> THE TASK: Collect every line of the material below that contains the string "baseboard", matching case exactly.

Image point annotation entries
^^^^^^^^

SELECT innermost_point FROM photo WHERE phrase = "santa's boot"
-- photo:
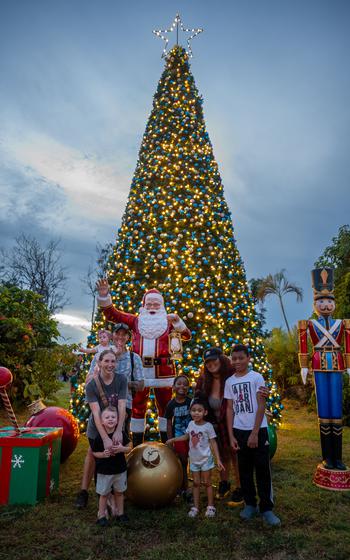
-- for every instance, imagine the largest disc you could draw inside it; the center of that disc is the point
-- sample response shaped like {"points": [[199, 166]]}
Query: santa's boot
{"points": [[326, 445], [137, 438], [163, 437], [337, 431]]}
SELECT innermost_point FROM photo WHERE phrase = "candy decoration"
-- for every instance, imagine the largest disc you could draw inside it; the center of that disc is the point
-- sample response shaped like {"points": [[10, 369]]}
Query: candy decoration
{"points": [[5, 381]]}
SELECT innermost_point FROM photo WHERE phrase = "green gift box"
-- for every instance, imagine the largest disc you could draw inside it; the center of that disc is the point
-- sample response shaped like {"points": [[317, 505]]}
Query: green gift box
{"points": [[29, 464]]}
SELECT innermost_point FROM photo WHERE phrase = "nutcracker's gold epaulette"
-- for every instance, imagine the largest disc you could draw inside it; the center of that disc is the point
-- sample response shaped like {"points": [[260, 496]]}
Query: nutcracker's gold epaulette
{"points": [[303, 360]]}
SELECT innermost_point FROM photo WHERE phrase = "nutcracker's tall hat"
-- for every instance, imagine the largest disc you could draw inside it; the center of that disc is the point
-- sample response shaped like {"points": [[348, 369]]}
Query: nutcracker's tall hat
{"points": [[323, 282]]}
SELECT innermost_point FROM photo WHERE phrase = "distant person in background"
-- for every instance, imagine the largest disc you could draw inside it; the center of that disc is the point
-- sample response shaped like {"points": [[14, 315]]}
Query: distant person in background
{"points": [[178, 417]]}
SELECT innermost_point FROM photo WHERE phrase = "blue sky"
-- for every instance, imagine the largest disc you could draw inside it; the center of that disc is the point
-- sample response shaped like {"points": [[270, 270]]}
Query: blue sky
{"points": [[77, 83]]}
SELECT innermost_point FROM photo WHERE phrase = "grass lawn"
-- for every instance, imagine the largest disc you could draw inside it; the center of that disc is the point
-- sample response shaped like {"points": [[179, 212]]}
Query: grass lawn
{"points": [[315, 523]]}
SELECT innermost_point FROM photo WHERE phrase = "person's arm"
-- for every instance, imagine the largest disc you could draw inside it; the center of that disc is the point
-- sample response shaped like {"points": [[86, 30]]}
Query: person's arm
{"points": [[169, 415], [169, 428], [185, 437], [253, 438], [95, 410], [215, 450], [229, 424]]}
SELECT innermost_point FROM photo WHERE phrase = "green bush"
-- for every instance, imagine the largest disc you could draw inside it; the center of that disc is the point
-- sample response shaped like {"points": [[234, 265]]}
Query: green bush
{"points": [[282, 352], [28, 345]]}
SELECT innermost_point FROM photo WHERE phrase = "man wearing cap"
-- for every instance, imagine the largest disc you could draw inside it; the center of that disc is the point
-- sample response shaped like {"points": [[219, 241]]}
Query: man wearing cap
{"points": [[151, 329], [328, 364]]}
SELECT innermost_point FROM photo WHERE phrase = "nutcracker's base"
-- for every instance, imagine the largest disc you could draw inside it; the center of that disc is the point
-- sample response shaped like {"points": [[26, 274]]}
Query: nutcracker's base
{"points": [[332, 479]]}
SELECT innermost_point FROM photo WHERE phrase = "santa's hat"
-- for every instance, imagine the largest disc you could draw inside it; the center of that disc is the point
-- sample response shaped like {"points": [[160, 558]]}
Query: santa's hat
{"points": [[154, 294]]}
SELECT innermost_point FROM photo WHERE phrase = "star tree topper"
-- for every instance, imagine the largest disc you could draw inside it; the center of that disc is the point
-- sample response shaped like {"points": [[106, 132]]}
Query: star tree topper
{"points": [[176, 24]]}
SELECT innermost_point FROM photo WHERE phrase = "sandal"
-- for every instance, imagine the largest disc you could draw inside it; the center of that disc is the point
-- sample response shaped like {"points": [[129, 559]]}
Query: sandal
{"points": [[193, 512], [210, 512]]}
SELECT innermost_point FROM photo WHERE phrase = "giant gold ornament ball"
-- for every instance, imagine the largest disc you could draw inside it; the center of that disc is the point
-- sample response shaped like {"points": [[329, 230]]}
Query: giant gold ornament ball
{"points": [[154, 475]]}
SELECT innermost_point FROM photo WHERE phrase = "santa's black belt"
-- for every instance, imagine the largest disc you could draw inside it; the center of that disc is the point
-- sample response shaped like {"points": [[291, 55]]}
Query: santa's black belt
{"points": [[149, 361]]}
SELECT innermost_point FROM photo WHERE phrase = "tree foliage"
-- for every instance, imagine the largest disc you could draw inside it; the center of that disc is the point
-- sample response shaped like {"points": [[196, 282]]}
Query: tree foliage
{"points": [[28, 345], [282, 353], [278, 285], [31, 266]]}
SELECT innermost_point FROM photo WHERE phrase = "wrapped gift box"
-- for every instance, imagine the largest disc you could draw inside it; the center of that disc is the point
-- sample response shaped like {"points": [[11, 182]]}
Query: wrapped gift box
{"points": [[29, 464]]}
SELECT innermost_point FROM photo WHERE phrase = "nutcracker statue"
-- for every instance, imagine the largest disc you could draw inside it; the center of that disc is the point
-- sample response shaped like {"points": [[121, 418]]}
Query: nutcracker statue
{"points": [[328, 337]]}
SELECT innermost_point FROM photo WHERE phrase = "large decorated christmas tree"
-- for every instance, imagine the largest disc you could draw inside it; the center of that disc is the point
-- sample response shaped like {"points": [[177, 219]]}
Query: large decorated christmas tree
{"points": [[177, 233]]}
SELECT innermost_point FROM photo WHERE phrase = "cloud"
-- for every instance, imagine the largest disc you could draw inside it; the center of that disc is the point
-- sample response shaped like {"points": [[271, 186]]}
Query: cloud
{"points": [[93, 188]]}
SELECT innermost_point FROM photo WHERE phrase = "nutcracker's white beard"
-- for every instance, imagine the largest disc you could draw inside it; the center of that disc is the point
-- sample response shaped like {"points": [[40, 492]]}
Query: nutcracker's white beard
{"points": [[152, 325]]}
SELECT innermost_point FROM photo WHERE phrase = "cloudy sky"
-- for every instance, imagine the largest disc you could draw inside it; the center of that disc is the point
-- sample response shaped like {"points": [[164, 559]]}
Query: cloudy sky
{"points": [[77, 83]]}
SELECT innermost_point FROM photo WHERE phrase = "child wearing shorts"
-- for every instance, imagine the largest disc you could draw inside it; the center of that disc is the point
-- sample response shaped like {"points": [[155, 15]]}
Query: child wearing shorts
{"points": [[111, 470], [202, 445]]}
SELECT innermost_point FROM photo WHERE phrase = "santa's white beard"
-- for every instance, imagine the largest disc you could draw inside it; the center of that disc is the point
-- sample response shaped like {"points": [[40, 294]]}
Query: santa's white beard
{"points": [[152, 325]]}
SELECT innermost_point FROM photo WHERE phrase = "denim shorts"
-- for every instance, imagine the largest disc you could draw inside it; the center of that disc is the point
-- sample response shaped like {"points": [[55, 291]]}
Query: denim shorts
{"points": [[207, 466]]}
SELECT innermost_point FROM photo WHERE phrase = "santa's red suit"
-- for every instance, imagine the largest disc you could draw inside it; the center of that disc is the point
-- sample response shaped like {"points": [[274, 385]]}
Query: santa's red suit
{"points": [[159, 370]]}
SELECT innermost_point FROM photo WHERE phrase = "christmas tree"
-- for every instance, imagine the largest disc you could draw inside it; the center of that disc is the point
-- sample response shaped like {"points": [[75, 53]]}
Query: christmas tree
{"points": [[177, 234]]}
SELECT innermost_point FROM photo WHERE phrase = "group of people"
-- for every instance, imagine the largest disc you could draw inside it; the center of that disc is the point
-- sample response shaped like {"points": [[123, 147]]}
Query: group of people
{"points": [[224, 420]]}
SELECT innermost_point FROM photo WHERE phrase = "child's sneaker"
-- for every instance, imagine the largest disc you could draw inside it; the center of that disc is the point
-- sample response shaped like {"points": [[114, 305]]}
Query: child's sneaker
{"points": [[193, 512], [271, 519], [210, 512], [224, 489], [248, 512]]}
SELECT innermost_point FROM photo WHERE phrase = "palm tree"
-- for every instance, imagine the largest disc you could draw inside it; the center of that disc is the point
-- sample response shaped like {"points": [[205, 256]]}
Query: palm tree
{"points": [[278, 285]]}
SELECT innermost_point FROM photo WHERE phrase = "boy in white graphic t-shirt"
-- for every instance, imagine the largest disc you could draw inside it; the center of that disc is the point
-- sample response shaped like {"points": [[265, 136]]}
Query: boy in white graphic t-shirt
{"points": [[247, 428]]}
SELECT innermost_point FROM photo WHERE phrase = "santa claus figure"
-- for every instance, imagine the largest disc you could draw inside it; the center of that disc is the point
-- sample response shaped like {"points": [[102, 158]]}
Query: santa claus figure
{"points": [[151, 330]]}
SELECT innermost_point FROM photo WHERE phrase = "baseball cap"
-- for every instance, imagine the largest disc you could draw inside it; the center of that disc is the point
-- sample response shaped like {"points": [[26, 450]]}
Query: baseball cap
{"points": [[120, 326], [212, 354]]}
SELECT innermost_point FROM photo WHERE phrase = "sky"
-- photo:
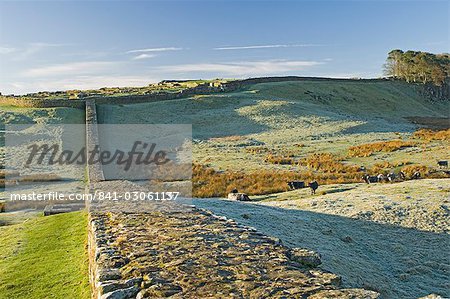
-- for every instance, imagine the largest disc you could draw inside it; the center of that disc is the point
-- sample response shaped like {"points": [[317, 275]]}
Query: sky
{"points": [[61, 45]]}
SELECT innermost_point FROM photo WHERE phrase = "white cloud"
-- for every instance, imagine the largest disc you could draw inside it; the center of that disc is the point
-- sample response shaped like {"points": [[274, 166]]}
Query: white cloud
{"points": [[243, 68], [143, 56], [154, 50], [265, 47], [73, 68], [7, 50], [33, 48]]}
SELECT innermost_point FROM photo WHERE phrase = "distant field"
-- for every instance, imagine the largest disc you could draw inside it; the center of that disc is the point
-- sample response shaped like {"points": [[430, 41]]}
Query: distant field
{"points": [[236, 131], [44, 257]]}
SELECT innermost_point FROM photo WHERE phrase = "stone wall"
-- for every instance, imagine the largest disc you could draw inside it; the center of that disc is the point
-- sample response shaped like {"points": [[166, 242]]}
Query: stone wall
{"points": [[94, 171], [186, 252], [41, 103]]}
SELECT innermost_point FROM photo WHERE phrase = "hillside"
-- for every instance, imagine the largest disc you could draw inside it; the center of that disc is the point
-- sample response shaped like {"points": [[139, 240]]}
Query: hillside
{"points": [[292, 120]]}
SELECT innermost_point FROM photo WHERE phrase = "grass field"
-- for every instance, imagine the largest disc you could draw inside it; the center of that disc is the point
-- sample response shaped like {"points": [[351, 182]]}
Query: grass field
{"points": [[45, 257], [237, 131], [392, 238]]}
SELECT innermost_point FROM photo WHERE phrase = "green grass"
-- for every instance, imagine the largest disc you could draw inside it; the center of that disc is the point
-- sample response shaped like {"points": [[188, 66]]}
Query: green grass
{"points": [[18, 115], [45, 257], [324, 116]]}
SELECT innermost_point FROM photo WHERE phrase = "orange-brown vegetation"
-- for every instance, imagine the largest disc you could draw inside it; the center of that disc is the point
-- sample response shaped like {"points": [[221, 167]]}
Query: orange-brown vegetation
{"points": [[428, 135], [208, 182], [256, 149], [278, 159], [366, 150], [328, 163]]}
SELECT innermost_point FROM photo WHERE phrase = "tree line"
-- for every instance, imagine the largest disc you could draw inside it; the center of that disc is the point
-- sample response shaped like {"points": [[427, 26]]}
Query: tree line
{"points": [[418, 67]]}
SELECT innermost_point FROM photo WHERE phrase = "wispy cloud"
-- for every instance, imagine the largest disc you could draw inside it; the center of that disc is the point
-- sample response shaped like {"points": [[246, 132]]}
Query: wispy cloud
{"points": [[266, 46], [154, 50], [7, 50], [143, 56], [73, 68], [242, 68], [33, 48]]}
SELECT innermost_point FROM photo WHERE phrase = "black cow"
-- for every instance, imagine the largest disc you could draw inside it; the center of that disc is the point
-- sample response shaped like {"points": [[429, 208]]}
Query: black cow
{"points": [[370, 179], [391, 177], [313, 185], [443, 163], [416, 175], [296, 185], [381, 177]]}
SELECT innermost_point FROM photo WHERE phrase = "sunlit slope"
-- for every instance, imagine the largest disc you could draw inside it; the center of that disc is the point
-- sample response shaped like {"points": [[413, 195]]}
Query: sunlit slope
{"points": [[300, 109]]}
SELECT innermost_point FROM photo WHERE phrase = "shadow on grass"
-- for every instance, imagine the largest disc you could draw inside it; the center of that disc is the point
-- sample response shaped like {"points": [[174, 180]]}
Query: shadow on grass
{"points": [[398, 262]]}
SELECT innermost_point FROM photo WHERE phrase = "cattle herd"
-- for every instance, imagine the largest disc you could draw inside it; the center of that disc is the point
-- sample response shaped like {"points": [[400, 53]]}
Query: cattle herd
{"points": [[390, 177]]}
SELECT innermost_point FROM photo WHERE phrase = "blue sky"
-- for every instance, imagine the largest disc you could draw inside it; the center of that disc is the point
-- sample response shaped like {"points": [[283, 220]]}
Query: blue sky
{"points": [[59, 45]]}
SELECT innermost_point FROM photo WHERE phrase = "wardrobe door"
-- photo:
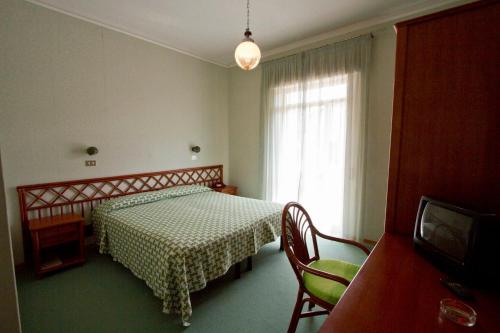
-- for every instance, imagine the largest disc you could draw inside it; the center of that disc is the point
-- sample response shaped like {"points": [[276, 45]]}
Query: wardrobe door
{"points": [[446, 120]]}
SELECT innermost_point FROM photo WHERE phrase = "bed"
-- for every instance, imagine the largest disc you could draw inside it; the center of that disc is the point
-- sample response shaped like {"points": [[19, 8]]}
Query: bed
{"points": [[178, 239], [168, 227]]}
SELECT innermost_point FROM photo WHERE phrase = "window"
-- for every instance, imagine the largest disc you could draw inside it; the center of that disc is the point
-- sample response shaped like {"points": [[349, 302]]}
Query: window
{"points": [[311, 148]]}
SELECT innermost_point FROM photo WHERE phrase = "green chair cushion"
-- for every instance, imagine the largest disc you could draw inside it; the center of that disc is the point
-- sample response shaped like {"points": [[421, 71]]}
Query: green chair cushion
{"points": [[325, 289]]}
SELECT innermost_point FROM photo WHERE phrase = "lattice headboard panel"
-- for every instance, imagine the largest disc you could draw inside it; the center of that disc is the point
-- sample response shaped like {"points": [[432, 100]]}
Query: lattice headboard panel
{"points": [[81, 196]]}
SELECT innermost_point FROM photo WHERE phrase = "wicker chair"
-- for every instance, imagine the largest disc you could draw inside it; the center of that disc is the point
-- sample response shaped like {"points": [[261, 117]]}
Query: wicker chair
{"points": [[322, 280]]}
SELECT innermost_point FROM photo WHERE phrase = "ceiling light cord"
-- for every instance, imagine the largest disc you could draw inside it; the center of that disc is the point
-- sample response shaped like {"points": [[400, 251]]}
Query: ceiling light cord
{"points": [[248, 15]]}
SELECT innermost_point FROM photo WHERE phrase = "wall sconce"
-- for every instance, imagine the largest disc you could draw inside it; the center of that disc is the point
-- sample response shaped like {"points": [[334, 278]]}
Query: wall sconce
{"points": [[92, 151]]}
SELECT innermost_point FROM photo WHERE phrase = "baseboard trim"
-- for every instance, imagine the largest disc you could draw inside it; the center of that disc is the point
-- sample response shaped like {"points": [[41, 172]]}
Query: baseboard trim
{"points": [[369, 241]]}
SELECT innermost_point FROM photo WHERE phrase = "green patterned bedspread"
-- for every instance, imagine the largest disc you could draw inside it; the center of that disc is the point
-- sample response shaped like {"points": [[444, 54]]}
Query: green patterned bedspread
{"points": [[178, 239]]}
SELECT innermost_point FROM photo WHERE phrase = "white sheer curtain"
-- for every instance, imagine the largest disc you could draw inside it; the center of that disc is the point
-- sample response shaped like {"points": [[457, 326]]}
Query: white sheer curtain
{"points": [[313, 113]]}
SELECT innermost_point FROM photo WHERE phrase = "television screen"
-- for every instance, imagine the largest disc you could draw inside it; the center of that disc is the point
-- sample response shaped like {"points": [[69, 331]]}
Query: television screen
{"points": [[446, 230]]}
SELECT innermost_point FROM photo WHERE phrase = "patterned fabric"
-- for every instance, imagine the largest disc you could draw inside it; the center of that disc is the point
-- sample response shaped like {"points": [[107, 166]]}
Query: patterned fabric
{"points": [[178, 242]]}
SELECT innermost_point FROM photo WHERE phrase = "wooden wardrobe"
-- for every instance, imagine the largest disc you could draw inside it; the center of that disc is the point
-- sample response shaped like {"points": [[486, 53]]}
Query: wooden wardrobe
{"points": [[446, 120]]}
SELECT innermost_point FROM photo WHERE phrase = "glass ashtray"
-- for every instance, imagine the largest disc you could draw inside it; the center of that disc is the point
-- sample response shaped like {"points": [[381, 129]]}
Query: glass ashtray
{"points": [[457, 312]]}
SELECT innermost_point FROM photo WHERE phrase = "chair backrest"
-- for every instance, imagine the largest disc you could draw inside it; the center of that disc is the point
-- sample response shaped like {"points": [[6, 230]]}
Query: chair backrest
{"points": [[296, 231]]}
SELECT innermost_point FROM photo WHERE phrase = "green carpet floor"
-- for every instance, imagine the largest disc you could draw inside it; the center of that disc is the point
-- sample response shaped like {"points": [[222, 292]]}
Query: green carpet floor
{"points": [[103, 296]]}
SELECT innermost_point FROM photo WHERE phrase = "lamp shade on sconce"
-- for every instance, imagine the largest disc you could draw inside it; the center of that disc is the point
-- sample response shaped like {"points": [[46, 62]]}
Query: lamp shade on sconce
{"points": [[247, 54], [92, 151]]}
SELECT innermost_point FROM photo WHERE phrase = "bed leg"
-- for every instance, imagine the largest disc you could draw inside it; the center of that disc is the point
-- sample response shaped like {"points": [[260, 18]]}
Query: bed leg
{"points": [[249, 263], [237, 272]]}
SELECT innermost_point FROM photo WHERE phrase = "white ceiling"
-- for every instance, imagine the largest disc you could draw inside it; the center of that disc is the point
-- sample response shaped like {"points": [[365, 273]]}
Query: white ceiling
{"points": [[211, 29]]}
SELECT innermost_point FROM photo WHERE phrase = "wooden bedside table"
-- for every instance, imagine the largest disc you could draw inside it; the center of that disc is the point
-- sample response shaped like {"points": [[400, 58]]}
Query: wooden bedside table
{"points": [[228, 189], [58, 242]]}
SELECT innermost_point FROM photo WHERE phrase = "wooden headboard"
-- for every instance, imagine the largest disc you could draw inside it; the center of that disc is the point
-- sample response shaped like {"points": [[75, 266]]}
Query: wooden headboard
{"points": [[81, 196]]}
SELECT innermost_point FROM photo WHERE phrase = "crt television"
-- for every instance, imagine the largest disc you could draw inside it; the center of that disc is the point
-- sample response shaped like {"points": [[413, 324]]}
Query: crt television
{"points": [[458, 240]]}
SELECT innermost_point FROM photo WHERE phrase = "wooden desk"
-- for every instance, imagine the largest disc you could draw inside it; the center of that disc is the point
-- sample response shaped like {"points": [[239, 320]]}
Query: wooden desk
{"points": [[397, 290]]}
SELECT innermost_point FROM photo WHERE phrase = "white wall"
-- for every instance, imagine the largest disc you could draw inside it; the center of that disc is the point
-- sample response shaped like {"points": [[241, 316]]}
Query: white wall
{"points": [[244, 131], [67, 84], [9, 309]]}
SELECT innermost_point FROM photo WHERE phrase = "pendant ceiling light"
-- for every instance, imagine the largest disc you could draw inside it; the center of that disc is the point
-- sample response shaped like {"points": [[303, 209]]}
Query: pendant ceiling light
{"points": [[247, 53]]}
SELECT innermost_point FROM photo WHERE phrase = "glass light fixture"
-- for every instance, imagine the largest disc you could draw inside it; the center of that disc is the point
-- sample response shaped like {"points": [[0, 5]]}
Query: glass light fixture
{"points": [[247, 53]]}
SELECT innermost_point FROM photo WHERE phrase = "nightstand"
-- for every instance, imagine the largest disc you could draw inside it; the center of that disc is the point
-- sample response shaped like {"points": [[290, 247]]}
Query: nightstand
{"points": [[58, 242], [228, 189]]}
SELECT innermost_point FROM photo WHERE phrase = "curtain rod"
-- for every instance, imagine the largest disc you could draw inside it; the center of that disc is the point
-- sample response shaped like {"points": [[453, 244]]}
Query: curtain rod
{"points": [[324, 45]]}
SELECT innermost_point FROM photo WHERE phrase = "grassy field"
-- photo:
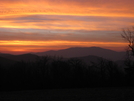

^^^^^^^^

> FULL SOLUTION:
SELECT innermost_point FROM photo WHERE phrase = "baseboard trim"
Query: baseboard trim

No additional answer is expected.